▸ PROBLEM STATEMENT:
From the entries below, output the line with "target | forearm" and each following line up to and including the line with "target | blue and white checkered pattern", exactly as written.

[[ RECORDS SUPPLIED, beginning ]]

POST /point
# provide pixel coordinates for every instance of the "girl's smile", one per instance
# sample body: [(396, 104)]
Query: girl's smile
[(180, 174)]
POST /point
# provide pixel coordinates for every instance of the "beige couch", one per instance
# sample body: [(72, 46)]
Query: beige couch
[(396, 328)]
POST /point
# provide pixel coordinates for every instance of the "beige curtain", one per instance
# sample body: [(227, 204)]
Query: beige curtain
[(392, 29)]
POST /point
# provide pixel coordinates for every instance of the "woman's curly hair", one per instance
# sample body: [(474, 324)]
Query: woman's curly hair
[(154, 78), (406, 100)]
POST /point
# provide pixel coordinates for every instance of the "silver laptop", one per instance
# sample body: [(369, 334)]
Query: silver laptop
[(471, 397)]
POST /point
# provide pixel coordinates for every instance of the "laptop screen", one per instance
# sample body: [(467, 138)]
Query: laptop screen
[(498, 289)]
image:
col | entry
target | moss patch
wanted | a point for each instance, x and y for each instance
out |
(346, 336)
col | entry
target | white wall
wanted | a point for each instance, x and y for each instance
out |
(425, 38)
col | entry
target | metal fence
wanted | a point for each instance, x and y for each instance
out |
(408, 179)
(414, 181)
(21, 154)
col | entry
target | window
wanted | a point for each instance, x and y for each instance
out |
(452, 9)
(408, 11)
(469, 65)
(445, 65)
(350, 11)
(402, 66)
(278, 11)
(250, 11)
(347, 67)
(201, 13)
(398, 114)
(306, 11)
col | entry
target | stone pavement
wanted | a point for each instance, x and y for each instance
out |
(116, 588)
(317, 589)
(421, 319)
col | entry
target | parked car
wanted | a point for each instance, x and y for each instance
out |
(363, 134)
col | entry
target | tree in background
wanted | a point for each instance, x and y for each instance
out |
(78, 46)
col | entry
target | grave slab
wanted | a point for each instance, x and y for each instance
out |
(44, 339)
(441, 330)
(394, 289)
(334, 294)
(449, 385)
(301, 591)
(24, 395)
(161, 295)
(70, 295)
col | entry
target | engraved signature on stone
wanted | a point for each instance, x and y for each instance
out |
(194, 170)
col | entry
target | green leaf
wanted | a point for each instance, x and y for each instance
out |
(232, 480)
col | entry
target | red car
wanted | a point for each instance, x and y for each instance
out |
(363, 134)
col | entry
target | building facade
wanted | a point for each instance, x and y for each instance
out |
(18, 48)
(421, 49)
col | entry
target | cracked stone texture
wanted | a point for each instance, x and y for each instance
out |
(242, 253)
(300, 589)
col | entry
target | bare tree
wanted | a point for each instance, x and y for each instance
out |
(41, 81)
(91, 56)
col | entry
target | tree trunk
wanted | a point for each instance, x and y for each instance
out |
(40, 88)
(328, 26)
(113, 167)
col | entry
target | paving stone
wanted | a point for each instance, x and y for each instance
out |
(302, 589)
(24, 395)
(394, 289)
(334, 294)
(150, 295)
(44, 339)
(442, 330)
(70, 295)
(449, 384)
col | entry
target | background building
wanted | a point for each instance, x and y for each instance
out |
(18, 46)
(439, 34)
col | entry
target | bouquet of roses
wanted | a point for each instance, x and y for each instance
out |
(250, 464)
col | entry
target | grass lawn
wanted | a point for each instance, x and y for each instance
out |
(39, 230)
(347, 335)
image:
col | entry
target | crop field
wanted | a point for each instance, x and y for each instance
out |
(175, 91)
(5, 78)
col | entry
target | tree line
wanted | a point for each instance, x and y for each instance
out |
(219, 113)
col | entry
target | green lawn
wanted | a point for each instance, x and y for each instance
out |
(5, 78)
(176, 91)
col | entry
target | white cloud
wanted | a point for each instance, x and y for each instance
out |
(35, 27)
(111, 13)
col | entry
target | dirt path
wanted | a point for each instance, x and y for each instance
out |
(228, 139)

[[ RECORDS SUPPLIED, end ]]
[[ RECORDS SUPPLIED, beginning ]]

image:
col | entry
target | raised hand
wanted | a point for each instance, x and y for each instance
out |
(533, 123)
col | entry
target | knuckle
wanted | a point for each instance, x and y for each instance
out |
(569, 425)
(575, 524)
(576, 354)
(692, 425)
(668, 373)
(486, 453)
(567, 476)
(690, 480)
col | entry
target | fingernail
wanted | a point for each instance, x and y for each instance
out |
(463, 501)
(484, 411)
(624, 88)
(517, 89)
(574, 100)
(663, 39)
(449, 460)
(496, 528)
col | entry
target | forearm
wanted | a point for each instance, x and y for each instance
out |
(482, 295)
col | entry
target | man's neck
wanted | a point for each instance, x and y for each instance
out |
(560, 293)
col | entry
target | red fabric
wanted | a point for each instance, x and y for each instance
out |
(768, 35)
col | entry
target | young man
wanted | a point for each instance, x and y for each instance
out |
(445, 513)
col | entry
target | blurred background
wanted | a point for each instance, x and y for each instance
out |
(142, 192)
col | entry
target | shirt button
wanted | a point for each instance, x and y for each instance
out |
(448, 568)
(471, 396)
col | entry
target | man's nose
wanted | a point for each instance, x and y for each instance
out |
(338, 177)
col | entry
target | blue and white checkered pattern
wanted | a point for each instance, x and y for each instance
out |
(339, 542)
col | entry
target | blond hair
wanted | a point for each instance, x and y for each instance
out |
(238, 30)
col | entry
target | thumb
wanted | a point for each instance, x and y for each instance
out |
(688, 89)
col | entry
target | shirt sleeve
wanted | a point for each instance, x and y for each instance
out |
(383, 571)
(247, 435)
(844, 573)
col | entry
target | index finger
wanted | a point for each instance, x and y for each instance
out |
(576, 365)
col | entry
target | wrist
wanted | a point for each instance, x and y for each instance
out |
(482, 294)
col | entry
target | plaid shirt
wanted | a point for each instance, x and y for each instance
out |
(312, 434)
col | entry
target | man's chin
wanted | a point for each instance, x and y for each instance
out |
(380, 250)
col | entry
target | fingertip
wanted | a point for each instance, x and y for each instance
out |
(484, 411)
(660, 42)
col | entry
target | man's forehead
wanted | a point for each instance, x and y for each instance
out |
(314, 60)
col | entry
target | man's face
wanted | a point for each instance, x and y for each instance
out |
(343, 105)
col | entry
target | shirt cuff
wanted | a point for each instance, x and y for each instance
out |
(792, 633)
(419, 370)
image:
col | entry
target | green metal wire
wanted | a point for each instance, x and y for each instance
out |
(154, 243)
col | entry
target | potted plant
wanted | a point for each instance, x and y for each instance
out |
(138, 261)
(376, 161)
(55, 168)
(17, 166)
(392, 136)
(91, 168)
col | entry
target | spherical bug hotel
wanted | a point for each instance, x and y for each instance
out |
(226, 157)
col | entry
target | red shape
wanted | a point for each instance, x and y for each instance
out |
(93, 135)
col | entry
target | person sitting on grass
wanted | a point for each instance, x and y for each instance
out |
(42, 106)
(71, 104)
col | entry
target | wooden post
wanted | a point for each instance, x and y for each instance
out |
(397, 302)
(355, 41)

[[ RECORDS SUPPLIED, end ]]

▸ ANSWER SECTION:
target | forearm
wanted | a point for each instance, x and y for each instance
out |
(482, 295)
col | entry
target | man's neck
wanted | a point for each instance, x and y for each instance
out |
(560, 293)
col | entry
target | red fabric
wanted | a point for each instance, x and y for each instance
out |
(768, 35)
col | entry
target | young man
wanted | a point for each instance, x and y for each instance
out |
(445, 513)
col | entry
target | blurred background
wanted | a point for each instance, x and y for each instance
out |
(142, 192)
col | entry
target | shirt button
wanted | a point for each instance, x and y for each instance
out |
(448, 568)
(471, 396)
col | entry
target | man's nose
wanted | a point for each instance, x and y for each instance
out |
(338, 177)
col | entry
target | blue and white checkered pattern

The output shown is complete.